Update all the records below by changing "in this photo" to "in this image" wherever it appears, with everything else left as it is. Leave the pictures out of your answer.

┌──

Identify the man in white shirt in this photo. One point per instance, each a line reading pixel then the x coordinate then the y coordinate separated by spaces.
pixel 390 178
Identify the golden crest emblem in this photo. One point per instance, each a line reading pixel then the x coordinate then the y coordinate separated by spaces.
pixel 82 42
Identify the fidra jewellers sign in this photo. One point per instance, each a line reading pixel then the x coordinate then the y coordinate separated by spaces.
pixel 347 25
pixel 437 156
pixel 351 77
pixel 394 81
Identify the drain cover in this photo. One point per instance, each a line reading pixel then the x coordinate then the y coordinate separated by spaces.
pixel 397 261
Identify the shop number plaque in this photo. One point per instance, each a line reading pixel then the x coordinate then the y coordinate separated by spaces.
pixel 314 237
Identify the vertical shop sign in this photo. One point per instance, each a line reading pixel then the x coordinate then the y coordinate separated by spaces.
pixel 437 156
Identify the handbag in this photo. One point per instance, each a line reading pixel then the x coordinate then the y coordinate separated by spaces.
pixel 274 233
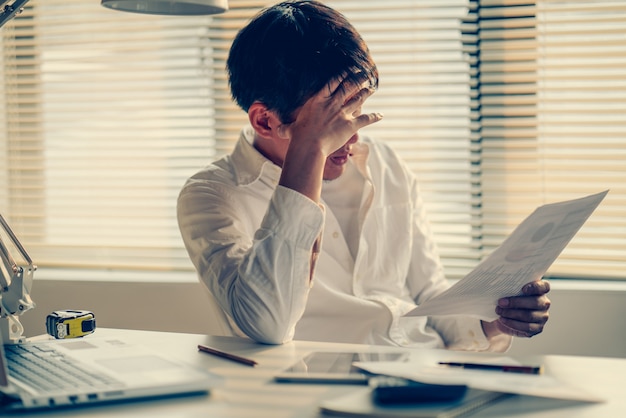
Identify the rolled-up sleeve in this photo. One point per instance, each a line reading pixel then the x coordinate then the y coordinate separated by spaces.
pixel 259 274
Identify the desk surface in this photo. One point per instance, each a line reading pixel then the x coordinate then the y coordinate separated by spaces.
pixel 250 391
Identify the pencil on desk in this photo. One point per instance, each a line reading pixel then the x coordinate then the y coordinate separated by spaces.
pixel 226 355
pixel 495 367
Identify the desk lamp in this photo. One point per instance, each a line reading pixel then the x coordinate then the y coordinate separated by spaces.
pixel 169 7
pixel 9 11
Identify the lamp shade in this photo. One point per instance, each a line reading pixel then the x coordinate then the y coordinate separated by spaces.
pixel 169 7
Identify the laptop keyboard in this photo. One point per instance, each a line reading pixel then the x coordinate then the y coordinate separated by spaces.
pixel 45 369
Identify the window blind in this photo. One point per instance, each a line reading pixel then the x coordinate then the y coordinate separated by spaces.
pixel 103 115
pixel 553 100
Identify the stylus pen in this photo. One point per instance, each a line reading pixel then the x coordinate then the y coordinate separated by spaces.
pixel 495 367
pixel 226 355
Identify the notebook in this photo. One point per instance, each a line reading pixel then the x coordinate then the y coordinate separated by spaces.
pixel 53 373
pixel 358 403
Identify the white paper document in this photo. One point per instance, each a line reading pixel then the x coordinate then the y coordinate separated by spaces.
pixel 523 257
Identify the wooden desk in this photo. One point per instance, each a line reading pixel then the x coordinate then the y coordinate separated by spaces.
pixel 249 392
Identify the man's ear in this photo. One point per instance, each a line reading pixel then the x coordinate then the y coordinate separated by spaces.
pixel 265 122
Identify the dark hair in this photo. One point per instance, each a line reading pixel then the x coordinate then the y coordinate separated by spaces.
pixel 290 51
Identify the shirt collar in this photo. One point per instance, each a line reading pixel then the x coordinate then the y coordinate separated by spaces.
pixel 249 164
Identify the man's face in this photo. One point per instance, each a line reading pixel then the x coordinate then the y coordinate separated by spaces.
pixel 336 162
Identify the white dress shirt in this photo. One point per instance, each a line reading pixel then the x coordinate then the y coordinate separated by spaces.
pixel 251 243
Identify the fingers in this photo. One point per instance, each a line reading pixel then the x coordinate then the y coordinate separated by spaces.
pixel 526 315
pixel 519 328
pixel 538 287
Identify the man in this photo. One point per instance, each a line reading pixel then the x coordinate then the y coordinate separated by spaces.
pixel 308 229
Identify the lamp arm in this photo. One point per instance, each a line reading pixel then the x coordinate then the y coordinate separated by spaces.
pixel 15 286
pixel 10 10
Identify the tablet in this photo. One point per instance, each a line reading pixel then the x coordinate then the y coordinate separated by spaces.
pixel 334 367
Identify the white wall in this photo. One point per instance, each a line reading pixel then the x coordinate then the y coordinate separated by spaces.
pixel 585 319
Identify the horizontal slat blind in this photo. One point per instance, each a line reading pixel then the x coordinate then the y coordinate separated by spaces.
pixel 553 107
pixel 581 89
pixel 106 113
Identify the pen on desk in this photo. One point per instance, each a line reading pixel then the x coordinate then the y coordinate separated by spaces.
pixel 228 356
pixel 495 367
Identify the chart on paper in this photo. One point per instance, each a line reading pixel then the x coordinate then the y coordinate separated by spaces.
pixel 523 257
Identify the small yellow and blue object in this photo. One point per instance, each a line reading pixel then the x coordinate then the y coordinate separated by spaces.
pixel 70 323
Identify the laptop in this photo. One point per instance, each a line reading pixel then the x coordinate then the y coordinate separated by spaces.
pixel 51 373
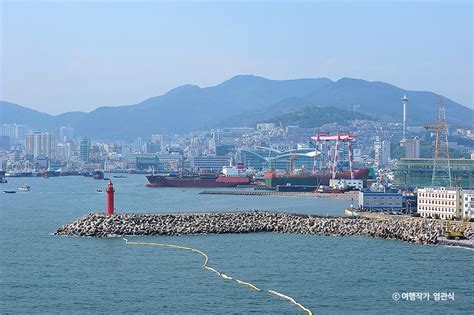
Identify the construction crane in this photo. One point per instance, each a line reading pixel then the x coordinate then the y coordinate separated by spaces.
pixel 290 151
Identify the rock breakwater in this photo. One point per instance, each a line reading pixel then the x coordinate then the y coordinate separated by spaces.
pixel 423 231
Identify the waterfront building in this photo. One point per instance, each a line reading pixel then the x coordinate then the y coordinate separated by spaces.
pixel 215 163
pixel 412 147
pixel 14 131
pixel 38 143
pixel 343 183
pixel 84 150
pixel 152 147
pixel 419 172
pixel 468 204
pixel 66 134
pixel 439 202
pixel 380 201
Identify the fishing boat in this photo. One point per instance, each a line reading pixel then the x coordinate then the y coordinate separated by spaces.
pixel 24 187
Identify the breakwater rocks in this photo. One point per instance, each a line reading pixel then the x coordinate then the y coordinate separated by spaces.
pixel 423 231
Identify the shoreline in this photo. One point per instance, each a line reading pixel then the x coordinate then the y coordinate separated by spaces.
pixel 345 196
pixel 411 230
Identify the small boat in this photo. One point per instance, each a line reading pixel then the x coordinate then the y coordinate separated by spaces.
pixel 24 187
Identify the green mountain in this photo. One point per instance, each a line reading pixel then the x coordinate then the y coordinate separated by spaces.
pixel 241 100
pixel 308 117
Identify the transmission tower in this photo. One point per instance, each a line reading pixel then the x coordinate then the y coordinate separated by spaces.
pixel 441 164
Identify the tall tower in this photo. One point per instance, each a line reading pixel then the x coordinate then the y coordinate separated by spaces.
pixel 405 103
pixel 441 163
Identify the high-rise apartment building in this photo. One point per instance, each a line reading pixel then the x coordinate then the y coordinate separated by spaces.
pixel 382 152
pixel 84 150
pixel 38 143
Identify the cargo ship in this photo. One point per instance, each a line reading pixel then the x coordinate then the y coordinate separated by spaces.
pixel 318 179
pixel 230 177
pixel 98 174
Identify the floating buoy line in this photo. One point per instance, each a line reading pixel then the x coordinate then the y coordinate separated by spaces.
pixel 224 276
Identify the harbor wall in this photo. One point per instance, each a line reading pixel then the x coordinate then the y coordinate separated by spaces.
pixel 426 231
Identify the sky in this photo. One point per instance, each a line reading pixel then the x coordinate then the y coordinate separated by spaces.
pixel 59 56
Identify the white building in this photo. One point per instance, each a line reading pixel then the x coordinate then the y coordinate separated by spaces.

└──

*Finished exercise*
Identify the man in white shirt in this image. One point per instance, each a line reading pixel then the x coordinate then the y coordinate separated by spaces.
pixel 390 178
Identify the golden crest emblem in this image. One point per instance, each a line reading pixel then the x coordinate then the y coordinate separated by spaces.
pixel 82 42
Identify the fidra jewellers sign in this image. One point per instance, each a line reading pixel then the x coordinate then the y coordinate separated by spaces.
pixel 347 25
pixel 437 156
pixel 351 77
pixel 394 81
Identify the drain cover in this image. One point per instance, each a line reading pixel then the x coordinate then the y coordinate separated by spaces.
pixel 397 261
Identify the shop number plaque in this image. One point per instance, each a line reading pixel then the x coordinate then the y coordinate separated by spaces.
pixel 314 237
Identify the vertical shop sign in this image. One point per instance, each a line reading pixel then the x coordinate then the y coordinate separated by spaces.
pixel 437 156
Identify the handbag in this image. One point per instance, each a line reading pixel then the x coordinate then the y coordinate separated by spaces.
pixel 274 233
Identify the rolled-up sleeve in this image. One point per instance, each a line reading pixel then the x coordinate then the y coordinate separated by spaces.
pixel 259 274
Identify the desk surface in this image. One point per instance, each a line reading pixel then the x coordinate then the y coordinate separated by spaces.
pixel 250 391
Identify the pencil on desk in this image. One point per instance, each a line reading pixel then the x coordinate then the y coordinate separated by spaces.
pixel 226 355
pixel 495 367
Identify the desk lamp in this image. One point per instance, each a line reading pixel then the x coordinate then the y coordinate separated by spaces.
pixel 169 7
pixel 9 11
Identify the lamp shade in this image. One point per instance, each a line reading pixel then the x coordinate then the y coordinate separated by spaces.
pixel 169 7
Identify the laptop keyboard in this image. One point per instance, each a line reading pixel then the x coordinate then the y coordinate separated by spaces.
pixel 45 369
Identify the window blind in this image. One point per instance, each a line reading pixel then the x coordinate then the y coordinate separated by spaces.
pixel 103 115
pixel 553 100
Identify the stylus pen in this image. One point per instance, each a line reading pixel then the x coordinate then the y coordinate separated by spaces.
pixel 495 367
pixel 226 355
Identify the notebook in this image. One point per instance, each a line reading pixel then the x coordinate then the y coordinate separated by spaces.
pixel 53 373
pixel 358 403
Identify the white paper document in this image. One point per instance, each a line reading pixel then the x coordinate then the y coordinate separated by spaces.
pixel 523 257
Identify the wooden desk in this image. One point per instance, each a line reading pixel then the x coordinate then the y coordinate separated by spaces.
pixel 249 392
Identify the man's ear in this image. One point per instance, each a line reading pixel then the x coordinate then the y coordinate separated by spaces.
pixel 265 122
Identify the dark hair in this image. One point per instance, each a line reading pixel then the x coordinate then the y coordinate separated by spaces.
pixel 290 51
Identify the shirt collar in this image. One point per instance, each a line reading pixel then the x coordinate then the y coordinate separated by spaces.
pixel 249 164
Identify the man's face in this image. One point per instance, each a line reading pixel then the x coordinate then the y coordinate separated by spaces.
pixel 336 162
Identify the white dress shirt in this image. One point per instance, each a line reading pixel then the x coordinate then the y coordinate separated by spaces.
pixel 251 243
Identify the fingers in this image. One point per instance, each a line reading pixel then the x coordinate then the y coordinate separated by spaces.
pixel 526 315
pixel 519 328
pixel 538 287
Identify the man in this image. One point per instance, each a line reading pixel then the x coordinate then the y coordinate separated by spaces.
pixel 308 229
Identify the lamp arm in this image. One point per instance, each a line reading pixel then the x coordinate then the y coordinate separated by spaces.
pixel 15 286
pixel 10 10
Identify the tablet in this image. One point per instance, each a line reading pixel then the x coordinate then the y coordinate separated by spaces.
pixel 334 367
Identify the white wall in this image. One point per instance, each a line reading pixel then the x coordinate then the y coordinate separated by spaces.
pixel 585 319
Identify the horizontal slat blind in this image. One point per instance, each a line reading pixel then the x coordinate then the y coordinate separated by spaces.
pixel 553 107
pixel 581 89
pixel 106 113
Identify the pen on desk in this image. One point per instance, each a line reading pixel then the x coordinate then the y coordinate separated by spaces.
pixel 228 356
pixel 495 367
Identify the chart on paper in this image. One point per instance, each a line reading pixel then the x coordinate then the y coordinate separated by spaces.
pixel 523 257
Identify the small yellow and blue object in this image. One point per instance, each a line reading pixel then the x coordinate then the y coordinate separated by spaces.
pixel 70 323
Identify the laptop in this image. One point per instance, each a line reading pixel then the x coordinate then the y coordinate separated by spaces.
pixel 51 373
Identify the construction crane in this image. One point per instance, each a line reading pixel then the x coordinate then the y coordinate separated by spaces.
pixel 290 151
Identify the rock breakwater in this image. One point per instance, each a line reading pixel then the x coordinate then the y coordinate separated by spaces.
pixel 423 231
Identify the waterfront building in this image. One point per instance, each a line reading pixel then the x coordinate then the y coordinate separated by spaces.
pixel 215 163
pixel 412 147
pixel 14 131
pixel 38 143
pixel 343 183
pixel 84 150
pixel 152 147
pixel 419 172
pixel 468 204
pixel 66 134
pixel 439 202
pixel 380 201
Identify the fishing boat in this image. One point per instance, each a line reading pixel then the x coordinate then the y coordinate separated by spaces.
pixel 24 187
Identify the breakwater rocks in this image. One point per instance, each a line reading pixel then the x coordinate then the y coordinate separated by spaces.
pixel 423 231
Identify the shoreline in this image. One point per instance, each a line reading pixel then the x coordinate then the y coordinate separated by spaces.
pixel 345 196
pixel 411 230
Identify the small boat in this image. One point per instance, each a line reading pixel then the x coordinate then the y coordinate separated by spaces.
pixel 24 187
Identify the green mountain in this image. One point per instance, each a line reading pixel then the x coordinate then the y coordinate separated by spaces.
pixel 241 100
pixel 308 117
Identify the transmission tower in this image. One point per instance, each a line reading pixel then the x coordinate then the y coordinate separated by spaces.
pixel 441 164
Identify the tall tower in this image. One point per instance, each a line reading pixel then the x coordinate then the y coordinate separated by spaces.
pixel 405 103
pixel 441 163
Identify the high-rise apartment building in this image. One point per instance, each a line reading pixel then the x coordinate then the y coordinate separated by spaces.
pixel 382 152
pixel 84 150
pixel 38 143
Identify the cargo ship in this image. One point per instance, each a line reading pixel then the x coordinate then the y coordinate separated by spaces.
pixel 318 179
pixel 230 177
pixel 98 174
Identify the floating buoy line in this image. One point per instance, each a line reading pixel then the x coordinate then the y coordinate separated by spaces.
pixel 224 276
Identify the harbor wall in this image. One point per instance, each a line reading pixel then the x coordinate then the y coordinate separated by spaces.
pixel 426 231
Identify the sky in this image. One point per instance, each a line reading pixel then the x coordinate then the y coordinate separated by spaces.
pixel 59 56
Identify the white building in this image. One point per instance, each a line reading pixel then the x coordinate then the y coordinate separated by spaces.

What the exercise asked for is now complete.